* **Written instruction**:
Which lines in the rows below contain the string "shoelace"? Pull out each of those lines.

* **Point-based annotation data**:
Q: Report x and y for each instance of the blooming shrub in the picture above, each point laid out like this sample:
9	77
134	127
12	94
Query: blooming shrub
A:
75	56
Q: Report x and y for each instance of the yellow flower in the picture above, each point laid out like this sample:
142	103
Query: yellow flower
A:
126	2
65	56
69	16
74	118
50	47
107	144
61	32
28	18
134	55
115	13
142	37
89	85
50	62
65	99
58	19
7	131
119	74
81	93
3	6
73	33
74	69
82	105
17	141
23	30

--

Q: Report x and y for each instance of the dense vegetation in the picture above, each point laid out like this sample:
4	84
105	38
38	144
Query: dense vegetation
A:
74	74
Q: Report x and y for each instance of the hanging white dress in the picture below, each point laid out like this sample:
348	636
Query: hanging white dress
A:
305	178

--

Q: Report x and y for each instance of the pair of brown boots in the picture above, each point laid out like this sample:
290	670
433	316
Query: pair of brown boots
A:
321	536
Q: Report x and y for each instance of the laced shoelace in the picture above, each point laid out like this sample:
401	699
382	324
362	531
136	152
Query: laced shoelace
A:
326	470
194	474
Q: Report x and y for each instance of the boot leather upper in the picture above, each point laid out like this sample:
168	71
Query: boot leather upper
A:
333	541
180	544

* **Solution to this task**:
Q: Report x and y for each instance of the laced shoelace in the picture above, each point laid out like this sample:
Query: laced shoelace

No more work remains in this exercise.